__FRAGMENTO SELECCIONADO__
╔══

Casi no salgo de mi desconcierto cuando observé las imágenes en los nada amarillistas noticieros nacionales. En la repetición en cámara lenta se detallaba cuadro a cuadro el suceso. El hombre sale del atril, camina unos pasos sobre la tarima, se lleva la mano al pecho. Y, como si se tratara de Millonarios al final del torneo, súbitamente se va de bruces. Paradójicamente, el evento sucede en el único momento del año en que no llevaba el casco puesto. Así es la vida.
Entonces se forma en torno a él un tumulto de funcionarios y agentes de la Defensa Civil que se muestran dispuestos a salvarlo a como dé lugar: incluso ofreciéndole respiración boca a boca, aprovechando, por demás, que el vicepresidente no es el exregistrador Carlos Ariel Sánchez, porque en tal caso otra historia estaríamos contando.
Pero con Vargas Lleras nadie escatimó esfuerzos: le abrieron la camisa, le sobaron el pecho, lo afiliaron a Cafesalud, pese a que no provenía de SaludCoop, y entre todos lo sacaron adelante. Los ministros que son de su dominio, y que caminan tras él como pollitos, lo ayudaron a ponerse de pie. E incluso Pacho Santos ofreció darle choques eléctricos para reanimarlo.
De ahí que, cuando el vicepresidente se repuso, tronara un aplauso cerrado que se inició en la tarima de Floridablanca, pero recorrió todo el país, desde Leticia hasta La Guajira, donde lo recogieron, entusiastas, sus copartidarios Oneida Pinto y Kiko Gómez.
Me alegra de corazón que no haya pasado a mayores. Pero insto a las autoridades a que lo destituyan en caso de que no adquiera un estilo de vida sano, acorde con las necesidades de la Constitución. Él se lo buscó. Ha procurado el poder de manera tan voraz, que se merece adquirir los hábitos de una vida saludable como castigo.

╚══

__CONSIGNAS DE TRABAJO__
A) Resume en forma de lista el párrafo del fragmento que comienza con "Pero con Vargas Lleras nadie escatimó esfuerzos", conservando sus datos principales.
B) Según el fragmento, ¿en qué lugar se inició el aplauso cuando el vicepresidente se repuso?
C) Continúa el fragmento sobre el desmayo del vicepresidente a partir de su última oración.

__INFORMACIÓN DE LA FUENTE__
╔══

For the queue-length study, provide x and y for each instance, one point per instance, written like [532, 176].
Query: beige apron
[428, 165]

╚══
╔══

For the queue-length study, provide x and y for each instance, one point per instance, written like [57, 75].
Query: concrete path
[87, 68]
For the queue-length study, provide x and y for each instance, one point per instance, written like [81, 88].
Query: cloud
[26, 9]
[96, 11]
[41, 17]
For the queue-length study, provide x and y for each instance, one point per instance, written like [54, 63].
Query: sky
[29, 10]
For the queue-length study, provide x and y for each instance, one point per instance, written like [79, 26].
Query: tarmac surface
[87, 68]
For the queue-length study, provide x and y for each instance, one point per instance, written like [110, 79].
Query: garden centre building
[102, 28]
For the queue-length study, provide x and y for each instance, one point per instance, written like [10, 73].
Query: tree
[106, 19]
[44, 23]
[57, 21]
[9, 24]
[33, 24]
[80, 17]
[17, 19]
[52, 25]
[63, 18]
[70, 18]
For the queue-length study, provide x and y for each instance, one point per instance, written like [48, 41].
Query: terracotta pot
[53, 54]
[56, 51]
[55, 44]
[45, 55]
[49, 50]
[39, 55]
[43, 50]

╚══
╔══

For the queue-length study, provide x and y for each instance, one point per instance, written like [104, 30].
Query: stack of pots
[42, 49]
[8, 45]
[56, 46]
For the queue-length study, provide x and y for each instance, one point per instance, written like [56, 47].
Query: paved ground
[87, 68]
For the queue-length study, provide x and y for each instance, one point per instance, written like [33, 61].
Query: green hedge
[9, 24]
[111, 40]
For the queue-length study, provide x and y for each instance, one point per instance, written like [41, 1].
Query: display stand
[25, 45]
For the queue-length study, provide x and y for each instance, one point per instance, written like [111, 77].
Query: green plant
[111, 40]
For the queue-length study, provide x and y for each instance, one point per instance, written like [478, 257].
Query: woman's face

╚══

__RESPUESTAS NUMERADAS__
A)
- Nadie escatimó esfuerzos con Vargas Lleras.
- Le abrieron la camisa y le sobaron el pecho.
- Lo afiliaron a Cafesalud, aunque no provenía de SaludCoop.
- Entre todos lo sacaron adelante.
- Los ministros de su dominio lo ayudaron a ponerse de pie.
- Pacho Santos ofreció darle choques eléctricos para reanimarlo.

B) En la tarima de Floridablanca.

C)
Quiero verlo, pues, entregado a los batidos de Herbalife; masticando chicles Nicorette mientras camina en el parque El Virrey en sudadera un lunes cualquiera; observando filminas de pulmones destrozados en un grupo de autoayuda. Exijo que arme crucigramas con sus escoltas, recoja en persona a su hija en la universidad y acompañe a su esposa Luz María a depilación en Bellísima.
Aquellos tiempos, en que era un vicepresidente de tripa creciente y desabrochada que se paseaba de obra en obra por todo el país, deben dar paso ahora a unas rutinas aciagas, en las que el doctor Vargas Lleras haga yoga en trusa y se reúna con sus antiguos contertulios del colegio José Joaquín Casas para repasar los días felices en que eran biyis.
Ese es el Vargas Lleras que exigimos para 2016. Un vicepresidente que cumpla con su deber de no enfermarse; que no vuelva a gritar como gamín; que no hable de nuevo con la boca llena; ni fume y coma al mismo tiempo; ni bote el humo por la nariz mientras chasquea. Un vicepresidente, en fin, que no haga alianzas con parapolíticos, al menos no mientras come alimentos altos en grasa; ni pesque –la media mano dentro del bolsillo del pantalón– mientras se dirige al respetable; ni se gaste la chequera estatal en su propia promoción, al menos no si a la vez consume bebidas oscuras.
Víctima de sus propios excesos, el doctor Vargas Lleras es el Amy Winehouse de la política nacional. Me alivia conocer que su caso no reviste gravedad, y que la única enfermedad que sigue padeciendo es la de las malas compañías.
Si sus subalternos pensaban que era bravo, que se esperen a que deje el cigarrillo. Pero es el sacrificio al que se deben someter quienes suponen que el vice está para grandes cosas: incluso para igualar a Pachito.